▶ [Directions for this task]:
Each line below with the string "ball" should be copied.

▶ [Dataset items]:
╭──

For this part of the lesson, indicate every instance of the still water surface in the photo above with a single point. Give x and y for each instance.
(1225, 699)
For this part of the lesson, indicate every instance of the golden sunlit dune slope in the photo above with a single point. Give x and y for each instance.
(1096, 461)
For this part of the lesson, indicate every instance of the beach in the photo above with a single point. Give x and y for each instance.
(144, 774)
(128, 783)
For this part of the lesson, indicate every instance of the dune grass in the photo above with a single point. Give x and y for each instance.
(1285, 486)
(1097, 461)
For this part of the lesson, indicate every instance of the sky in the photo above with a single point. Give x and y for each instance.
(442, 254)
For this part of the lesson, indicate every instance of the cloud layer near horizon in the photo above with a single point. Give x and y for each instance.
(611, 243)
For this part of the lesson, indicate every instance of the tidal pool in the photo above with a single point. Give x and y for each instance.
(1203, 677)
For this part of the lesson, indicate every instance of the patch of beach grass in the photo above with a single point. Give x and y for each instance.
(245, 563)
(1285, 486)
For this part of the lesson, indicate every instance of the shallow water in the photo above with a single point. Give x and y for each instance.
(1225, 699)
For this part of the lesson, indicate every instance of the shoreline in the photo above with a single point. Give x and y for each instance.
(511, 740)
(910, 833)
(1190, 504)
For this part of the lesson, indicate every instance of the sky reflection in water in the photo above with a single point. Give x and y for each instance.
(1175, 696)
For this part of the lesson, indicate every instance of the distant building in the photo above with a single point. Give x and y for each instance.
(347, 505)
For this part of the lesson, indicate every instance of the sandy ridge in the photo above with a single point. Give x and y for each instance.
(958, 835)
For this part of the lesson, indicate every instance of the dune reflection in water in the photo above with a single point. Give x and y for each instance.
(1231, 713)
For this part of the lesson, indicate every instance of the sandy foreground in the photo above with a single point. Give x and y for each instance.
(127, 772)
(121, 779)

╰──
╭──

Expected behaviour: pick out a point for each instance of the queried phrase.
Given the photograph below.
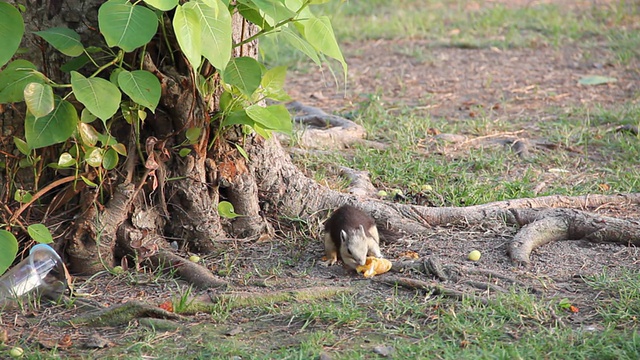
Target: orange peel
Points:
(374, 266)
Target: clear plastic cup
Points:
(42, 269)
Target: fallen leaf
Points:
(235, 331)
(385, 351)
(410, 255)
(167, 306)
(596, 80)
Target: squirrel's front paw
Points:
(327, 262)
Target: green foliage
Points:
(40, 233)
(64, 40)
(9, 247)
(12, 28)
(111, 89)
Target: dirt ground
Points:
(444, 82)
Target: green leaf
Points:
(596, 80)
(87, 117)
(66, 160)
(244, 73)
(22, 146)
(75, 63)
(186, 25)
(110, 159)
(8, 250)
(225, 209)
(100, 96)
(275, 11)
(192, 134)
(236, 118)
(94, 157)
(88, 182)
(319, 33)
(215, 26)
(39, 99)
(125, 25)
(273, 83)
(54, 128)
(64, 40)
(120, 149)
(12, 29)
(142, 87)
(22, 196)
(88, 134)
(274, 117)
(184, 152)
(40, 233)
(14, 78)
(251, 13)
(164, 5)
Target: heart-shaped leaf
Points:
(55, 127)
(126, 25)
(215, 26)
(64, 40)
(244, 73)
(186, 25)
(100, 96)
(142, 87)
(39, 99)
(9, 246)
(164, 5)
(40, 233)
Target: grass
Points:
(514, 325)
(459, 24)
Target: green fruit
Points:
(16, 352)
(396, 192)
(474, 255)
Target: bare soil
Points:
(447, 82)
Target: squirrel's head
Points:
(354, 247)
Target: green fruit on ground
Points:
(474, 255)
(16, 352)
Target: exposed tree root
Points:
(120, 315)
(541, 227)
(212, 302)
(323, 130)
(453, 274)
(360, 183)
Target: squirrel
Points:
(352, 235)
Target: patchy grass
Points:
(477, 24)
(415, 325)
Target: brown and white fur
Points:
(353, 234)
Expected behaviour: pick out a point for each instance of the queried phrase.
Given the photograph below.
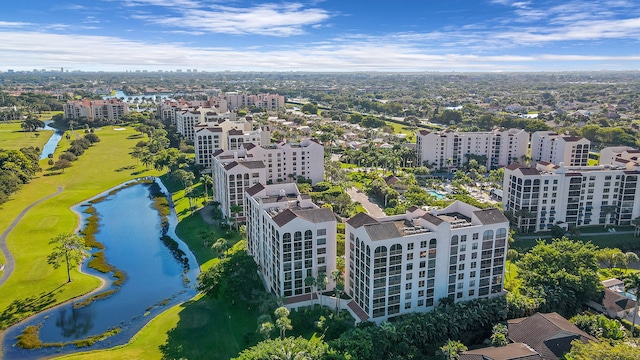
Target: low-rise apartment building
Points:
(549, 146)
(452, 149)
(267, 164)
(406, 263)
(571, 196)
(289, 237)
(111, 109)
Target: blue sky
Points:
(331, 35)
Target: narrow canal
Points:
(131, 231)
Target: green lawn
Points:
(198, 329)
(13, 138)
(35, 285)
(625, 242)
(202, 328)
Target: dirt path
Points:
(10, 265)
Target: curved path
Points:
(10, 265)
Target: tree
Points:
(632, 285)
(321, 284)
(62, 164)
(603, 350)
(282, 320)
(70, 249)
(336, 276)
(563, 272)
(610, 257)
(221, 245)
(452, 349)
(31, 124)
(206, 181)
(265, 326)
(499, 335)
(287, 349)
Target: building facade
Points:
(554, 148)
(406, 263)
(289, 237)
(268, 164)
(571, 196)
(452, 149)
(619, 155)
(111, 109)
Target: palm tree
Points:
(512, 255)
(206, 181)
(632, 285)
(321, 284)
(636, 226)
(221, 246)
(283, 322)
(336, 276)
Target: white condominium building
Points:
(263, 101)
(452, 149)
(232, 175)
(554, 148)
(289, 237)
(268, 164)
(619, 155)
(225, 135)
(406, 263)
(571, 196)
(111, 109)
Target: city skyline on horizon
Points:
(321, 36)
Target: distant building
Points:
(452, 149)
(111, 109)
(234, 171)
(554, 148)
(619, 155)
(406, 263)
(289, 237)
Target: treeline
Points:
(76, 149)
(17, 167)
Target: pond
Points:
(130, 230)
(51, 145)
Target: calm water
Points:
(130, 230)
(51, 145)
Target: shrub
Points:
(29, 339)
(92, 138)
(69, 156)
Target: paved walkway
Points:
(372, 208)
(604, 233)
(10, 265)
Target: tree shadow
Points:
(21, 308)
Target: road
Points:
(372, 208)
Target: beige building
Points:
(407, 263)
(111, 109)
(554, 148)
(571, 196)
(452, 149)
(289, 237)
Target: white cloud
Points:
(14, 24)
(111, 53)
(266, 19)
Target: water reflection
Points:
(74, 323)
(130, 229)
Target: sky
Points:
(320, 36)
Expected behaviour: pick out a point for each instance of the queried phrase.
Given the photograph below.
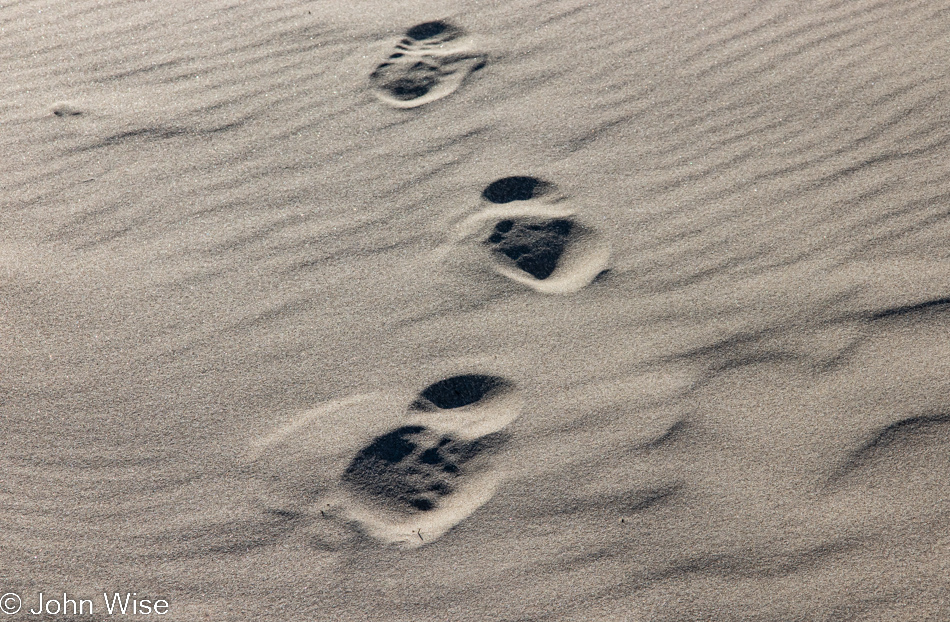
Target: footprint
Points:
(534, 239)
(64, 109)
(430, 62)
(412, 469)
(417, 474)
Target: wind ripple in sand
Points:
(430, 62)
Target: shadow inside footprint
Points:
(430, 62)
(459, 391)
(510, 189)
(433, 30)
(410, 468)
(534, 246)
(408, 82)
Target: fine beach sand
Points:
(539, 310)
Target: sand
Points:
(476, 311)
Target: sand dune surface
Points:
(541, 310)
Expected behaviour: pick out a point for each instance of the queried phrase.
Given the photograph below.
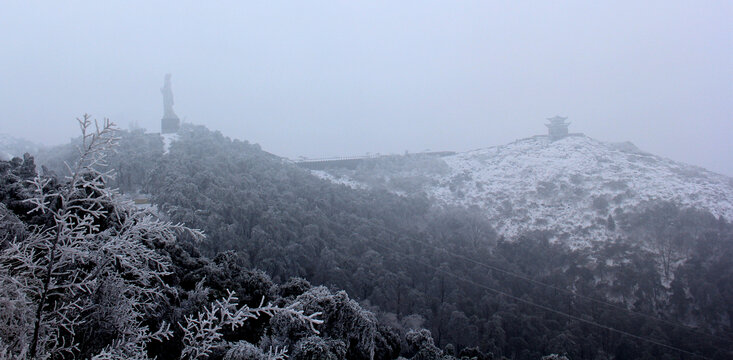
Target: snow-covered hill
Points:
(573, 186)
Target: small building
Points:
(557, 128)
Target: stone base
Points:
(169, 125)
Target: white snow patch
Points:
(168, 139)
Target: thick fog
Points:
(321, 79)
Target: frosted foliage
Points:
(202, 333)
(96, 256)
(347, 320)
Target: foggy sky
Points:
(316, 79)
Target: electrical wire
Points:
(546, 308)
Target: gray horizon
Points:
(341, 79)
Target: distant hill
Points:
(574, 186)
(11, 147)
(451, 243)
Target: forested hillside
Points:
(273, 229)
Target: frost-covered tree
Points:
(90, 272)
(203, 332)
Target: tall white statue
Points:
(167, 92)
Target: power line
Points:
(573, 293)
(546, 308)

╰──
╭──

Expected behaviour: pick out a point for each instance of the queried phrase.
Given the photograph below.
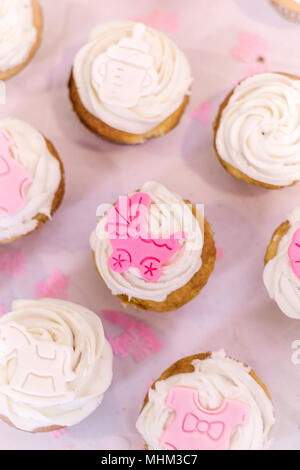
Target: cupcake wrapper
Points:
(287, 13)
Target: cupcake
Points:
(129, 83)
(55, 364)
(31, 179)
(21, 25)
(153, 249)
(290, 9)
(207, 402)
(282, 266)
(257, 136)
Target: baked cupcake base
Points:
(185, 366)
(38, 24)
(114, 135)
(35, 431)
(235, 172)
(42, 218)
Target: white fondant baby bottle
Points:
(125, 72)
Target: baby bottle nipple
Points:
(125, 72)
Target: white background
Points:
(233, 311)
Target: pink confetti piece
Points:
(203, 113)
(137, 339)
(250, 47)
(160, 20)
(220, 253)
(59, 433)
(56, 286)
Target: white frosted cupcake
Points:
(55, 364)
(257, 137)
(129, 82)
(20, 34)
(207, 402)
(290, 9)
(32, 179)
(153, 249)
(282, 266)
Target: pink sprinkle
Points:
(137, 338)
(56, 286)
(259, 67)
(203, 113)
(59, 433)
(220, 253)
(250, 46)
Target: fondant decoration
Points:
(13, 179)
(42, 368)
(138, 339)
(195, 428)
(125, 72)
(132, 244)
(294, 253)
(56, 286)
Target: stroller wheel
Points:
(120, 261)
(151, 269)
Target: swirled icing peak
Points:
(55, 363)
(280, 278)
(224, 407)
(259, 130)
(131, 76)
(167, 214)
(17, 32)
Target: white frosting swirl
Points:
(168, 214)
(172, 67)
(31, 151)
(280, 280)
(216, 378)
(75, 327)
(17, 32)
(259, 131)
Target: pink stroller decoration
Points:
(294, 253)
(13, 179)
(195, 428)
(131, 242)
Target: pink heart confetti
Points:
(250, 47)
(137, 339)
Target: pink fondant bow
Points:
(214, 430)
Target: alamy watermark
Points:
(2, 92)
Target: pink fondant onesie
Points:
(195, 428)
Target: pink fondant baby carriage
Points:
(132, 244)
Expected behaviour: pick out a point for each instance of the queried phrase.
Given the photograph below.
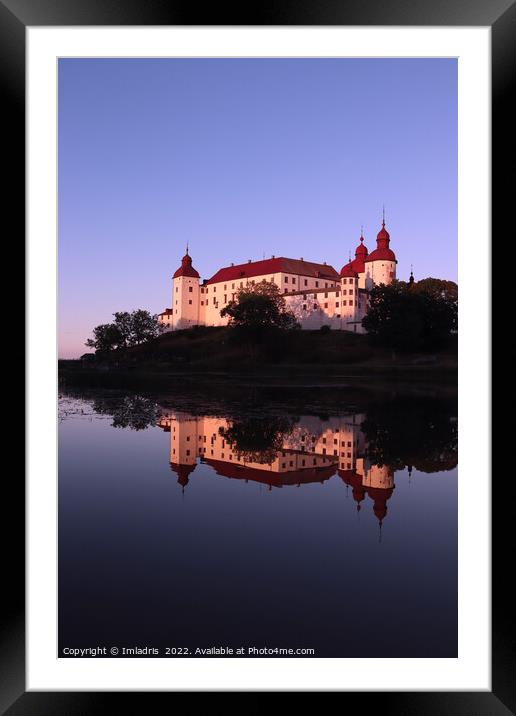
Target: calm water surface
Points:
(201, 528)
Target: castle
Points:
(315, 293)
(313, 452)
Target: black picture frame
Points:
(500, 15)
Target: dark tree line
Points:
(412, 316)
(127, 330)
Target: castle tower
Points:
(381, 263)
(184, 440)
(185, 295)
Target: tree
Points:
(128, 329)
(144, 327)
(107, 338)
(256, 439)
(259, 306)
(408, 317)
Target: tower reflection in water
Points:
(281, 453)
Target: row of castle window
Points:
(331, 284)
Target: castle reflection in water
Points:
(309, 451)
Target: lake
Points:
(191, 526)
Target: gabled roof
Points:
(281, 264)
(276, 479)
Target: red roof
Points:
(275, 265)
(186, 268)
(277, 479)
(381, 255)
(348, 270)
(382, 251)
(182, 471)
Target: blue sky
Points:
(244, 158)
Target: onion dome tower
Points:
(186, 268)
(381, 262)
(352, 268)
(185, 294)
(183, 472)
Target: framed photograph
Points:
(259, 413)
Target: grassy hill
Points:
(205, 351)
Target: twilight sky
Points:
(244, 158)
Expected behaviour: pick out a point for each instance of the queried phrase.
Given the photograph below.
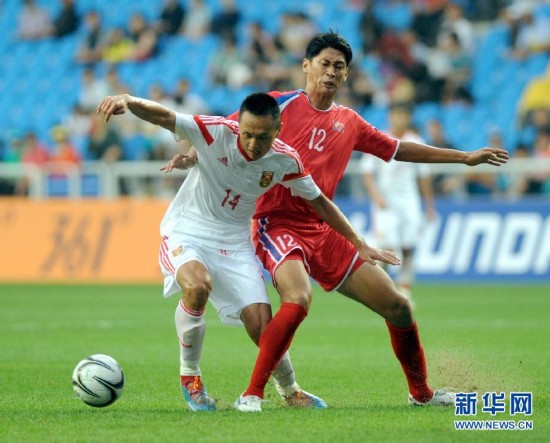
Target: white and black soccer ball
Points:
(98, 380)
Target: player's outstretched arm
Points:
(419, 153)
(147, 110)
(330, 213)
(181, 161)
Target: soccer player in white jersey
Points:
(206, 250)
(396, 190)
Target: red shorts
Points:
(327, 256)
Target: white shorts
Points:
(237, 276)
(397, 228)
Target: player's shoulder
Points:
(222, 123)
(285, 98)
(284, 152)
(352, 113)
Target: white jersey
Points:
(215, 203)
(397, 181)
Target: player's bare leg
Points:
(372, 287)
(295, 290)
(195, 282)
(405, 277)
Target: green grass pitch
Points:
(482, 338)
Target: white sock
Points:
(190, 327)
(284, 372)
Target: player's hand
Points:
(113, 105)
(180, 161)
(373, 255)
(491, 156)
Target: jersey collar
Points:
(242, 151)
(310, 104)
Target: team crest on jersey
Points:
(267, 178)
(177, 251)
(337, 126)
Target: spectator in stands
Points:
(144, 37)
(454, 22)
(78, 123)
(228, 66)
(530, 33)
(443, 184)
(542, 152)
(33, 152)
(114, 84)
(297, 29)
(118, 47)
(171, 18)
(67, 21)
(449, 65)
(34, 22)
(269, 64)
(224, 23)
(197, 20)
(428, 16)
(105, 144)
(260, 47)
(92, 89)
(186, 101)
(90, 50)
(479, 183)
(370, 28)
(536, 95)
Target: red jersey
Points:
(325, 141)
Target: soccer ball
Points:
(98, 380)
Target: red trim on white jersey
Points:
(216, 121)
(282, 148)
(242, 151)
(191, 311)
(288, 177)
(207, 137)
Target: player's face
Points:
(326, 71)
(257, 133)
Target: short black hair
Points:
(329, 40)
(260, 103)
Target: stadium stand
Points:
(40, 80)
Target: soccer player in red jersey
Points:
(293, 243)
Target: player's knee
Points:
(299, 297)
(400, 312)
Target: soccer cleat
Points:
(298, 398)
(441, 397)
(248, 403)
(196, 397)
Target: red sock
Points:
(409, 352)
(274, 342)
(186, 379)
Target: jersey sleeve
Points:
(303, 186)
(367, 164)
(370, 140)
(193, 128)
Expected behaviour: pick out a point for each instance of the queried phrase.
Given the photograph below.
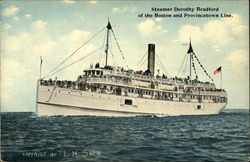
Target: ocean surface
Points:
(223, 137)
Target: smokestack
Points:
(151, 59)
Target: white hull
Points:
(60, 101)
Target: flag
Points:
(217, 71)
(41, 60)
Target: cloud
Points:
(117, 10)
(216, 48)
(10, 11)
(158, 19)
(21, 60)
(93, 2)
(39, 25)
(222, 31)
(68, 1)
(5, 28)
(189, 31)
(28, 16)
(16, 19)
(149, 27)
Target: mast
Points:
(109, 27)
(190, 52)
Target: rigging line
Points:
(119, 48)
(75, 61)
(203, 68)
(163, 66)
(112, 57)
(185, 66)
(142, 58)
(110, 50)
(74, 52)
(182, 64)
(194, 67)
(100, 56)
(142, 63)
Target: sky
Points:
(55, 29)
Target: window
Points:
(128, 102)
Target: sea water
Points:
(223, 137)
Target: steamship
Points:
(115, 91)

╰──

▶ [Written answer]:
Target: white and black soccer ball
Target: soccer ball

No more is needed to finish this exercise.